**Brief**
Pick out every line of the entries below where "negative" occurs, and copy those lines.

[[ Data records, beginning ]]

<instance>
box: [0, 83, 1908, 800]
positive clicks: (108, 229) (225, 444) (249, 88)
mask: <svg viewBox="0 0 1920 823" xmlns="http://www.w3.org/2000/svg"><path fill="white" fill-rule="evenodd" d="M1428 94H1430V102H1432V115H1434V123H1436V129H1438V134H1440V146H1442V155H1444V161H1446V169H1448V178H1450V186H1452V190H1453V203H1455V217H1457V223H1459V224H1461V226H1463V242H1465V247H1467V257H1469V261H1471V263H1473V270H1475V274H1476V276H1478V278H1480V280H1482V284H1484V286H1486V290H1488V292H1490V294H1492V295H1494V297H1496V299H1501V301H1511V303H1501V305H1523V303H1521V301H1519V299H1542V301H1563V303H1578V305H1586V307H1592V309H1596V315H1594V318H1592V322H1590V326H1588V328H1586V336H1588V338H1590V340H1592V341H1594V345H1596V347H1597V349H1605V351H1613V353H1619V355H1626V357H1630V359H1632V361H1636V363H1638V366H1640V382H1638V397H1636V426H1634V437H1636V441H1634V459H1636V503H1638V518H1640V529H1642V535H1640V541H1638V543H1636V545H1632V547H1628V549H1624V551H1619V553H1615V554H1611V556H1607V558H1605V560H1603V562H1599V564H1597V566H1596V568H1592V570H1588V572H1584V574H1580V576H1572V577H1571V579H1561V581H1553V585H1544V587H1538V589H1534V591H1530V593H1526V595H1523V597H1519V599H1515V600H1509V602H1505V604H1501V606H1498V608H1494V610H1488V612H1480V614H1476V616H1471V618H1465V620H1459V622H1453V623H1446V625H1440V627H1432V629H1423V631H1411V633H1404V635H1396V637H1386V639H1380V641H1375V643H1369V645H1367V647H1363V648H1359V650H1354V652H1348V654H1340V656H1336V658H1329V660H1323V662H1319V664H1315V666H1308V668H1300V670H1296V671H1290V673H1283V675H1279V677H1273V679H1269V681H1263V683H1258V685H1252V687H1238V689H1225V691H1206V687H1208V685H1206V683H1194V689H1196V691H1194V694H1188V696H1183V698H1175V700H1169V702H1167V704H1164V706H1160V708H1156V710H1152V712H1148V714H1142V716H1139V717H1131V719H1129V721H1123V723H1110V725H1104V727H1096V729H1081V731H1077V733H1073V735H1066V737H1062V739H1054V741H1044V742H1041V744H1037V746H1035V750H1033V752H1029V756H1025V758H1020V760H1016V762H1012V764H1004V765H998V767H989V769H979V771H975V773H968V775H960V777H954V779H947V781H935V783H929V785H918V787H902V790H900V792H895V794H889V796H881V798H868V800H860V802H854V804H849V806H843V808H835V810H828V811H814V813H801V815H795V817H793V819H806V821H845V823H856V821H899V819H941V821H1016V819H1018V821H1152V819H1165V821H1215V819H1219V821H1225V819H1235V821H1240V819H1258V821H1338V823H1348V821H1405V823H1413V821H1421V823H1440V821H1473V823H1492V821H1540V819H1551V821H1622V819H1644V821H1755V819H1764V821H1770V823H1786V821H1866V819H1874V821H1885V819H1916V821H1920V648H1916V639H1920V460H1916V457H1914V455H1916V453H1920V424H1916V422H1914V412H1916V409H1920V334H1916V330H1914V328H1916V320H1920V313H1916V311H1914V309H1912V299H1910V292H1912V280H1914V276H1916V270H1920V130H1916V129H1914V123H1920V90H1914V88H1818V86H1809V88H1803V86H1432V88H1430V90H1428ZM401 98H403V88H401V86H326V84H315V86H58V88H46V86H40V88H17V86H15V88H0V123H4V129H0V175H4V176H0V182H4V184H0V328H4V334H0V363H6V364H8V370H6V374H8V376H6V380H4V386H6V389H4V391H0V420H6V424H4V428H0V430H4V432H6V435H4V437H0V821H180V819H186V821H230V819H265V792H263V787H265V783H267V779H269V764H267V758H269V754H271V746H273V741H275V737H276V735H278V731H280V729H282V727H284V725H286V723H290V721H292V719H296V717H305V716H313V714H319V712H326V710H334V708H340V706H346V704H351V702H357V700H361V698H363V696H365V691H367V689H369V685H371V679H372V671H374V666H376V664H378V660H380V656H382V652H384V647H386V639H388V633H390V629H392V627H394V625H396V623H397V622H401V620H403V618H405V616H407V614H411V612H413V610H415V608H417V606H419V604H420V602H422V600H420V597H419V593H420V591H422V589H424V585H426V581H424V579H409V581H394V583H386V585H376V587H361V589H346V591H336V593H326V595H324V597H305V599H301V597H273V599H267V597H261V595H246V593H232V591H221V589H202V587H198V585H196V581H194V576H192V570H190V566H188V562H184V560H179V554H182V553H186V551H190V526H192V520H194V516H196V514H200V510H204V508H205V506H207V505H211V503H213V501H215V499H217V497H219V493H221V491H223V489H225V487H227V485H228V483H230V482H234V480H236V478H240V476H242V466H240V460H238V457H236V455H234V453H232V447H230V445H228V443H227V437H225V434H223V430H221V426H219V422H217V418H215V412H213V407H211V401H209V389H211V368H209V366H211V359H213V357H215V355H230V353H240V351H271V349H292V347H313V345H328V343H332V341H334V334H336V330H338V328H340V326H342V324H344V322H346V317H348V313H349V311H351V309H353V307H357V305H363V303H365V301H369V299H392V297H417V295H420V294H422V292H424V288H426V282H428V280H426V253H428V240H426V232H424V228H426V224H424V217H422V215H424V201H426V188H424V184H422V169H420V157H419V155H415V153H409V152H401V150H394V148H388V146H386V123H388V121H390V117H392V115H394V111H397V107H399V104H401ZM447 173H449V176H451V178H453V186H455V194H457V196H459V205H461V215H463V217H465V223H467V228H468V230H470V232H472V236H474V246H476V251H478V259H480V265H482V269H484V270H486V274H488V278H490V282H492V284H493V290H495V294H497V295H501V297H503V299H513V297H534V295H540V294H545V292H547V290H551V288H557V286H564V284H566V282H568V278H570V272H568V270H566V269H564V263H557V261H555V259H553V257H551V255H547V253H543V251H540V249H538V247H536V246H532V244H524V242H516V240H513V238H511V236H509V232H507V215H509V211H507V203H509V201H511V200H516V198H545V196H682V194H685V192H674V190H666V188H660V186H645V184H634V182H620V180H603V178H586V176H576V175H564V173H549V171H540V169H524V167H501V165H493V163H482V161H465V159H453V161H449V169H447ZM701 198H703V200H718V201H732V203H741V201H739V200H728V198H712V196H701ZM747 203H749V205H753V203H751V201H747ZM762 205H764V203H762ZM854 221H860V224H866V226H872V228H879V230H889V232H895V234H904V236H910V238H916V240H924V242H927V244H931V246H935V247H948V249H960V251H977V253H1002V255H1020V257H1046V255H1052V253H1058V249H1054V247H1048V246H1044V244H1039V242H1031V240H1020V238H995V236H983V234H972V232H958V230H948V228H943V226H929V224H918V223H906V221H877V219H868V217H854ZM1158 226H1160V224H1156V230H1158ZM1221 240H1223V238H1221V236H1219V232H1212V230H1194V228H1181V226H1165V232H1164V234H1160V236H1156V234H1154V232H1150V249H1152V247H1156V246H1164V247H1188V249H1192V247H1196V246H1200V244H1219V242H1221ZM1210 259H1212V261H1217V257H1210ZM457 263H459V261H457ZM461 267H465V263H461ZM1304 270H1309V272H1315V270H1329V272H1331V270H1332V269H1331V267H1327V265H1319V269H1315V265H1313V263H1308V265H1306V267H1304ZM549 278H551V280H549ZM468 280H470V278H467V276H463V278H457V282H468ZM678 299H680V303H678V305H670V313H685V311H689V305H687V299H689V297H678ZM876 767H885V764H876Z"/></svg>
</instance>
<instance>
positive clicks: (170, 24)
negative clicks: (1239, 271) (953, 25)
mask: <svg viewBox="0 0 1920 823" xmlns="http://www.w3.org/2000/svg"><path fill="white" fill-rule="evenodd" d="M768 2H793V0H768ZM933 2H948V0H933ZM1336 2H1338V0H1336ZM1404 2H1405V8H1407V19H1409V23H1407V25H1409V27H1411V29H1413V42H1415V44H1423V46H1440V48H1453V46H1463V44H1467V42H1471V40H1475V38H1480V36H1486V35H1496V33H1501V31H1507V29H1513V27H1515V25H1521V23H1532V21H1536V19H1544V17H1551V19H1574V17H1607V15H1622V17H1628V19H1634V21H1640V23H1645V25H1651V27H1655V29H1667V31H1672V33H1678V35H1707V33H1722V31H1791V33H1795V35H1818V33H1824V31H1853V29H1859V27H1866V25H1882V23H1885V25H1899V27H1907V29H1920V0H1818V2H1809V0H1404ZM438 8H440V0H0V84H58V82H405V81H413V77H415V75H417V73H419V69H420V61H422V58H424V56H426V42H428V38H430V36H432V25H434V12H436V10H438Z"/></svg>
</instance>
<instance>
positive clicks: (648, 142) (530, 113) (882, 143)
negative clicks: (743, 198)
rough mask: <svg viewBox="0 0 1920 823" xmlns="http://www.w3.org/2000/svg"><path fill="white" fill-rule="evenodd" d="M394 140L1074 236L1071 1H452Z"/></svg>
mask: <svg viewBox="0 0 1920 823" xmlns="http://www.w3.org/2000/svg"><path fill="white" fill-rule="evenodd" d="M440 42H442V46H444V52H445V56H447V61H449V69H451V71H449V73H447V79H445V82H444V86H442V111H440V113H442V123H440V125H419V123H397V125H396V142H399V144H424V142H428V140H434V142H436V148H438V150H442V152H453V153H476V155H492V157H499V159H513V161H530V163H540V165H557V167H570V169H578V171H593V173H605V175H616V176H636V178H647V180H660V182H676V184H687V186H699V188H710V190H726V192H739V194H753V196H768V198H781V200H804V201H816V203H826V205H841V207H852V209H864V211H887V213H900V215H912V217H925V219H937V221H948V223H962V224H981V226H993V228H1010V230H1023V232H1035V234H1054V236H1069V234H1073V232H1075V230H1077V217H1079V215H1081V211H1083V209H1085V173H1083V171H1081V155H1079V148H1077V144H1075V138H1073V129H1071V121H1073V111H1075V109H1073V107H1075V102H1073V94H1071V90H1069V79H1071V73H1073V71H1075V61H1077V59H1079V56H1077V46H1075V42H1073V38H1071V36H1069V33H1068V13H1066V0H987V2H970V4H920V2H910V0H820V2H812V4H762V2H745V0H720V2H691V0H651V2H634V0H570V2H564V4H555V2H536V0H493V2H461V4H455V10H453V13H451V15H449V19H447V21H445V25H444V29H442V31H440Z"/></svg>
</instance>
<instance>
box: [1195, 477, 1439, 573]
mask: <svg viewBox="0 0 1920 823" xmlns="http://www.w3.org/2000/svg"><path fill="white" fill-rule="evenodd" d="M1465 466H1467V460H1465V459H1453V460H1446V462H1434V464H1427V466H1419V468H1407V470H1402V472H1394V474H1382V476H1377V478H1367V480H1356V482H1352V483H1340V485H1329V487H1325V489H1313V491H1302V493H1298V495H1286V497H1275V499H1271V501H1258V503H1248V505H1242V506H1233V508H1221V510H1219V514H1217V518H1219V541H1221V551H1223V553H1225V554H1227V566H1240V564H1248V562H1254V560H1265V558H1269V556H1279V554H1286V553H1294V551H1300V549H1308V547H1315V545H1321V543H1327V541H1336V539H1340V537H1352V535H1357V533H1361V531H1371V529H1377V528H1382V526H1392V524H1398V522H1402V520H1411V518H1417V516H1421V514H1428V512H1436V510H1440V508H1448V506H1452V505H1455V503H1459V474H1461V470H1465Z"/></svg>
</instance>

[[ Data records, end ]]

**Solution to this task**
negative clicks: (1239, 271) (953, 25)
negative clicks: (743, 198)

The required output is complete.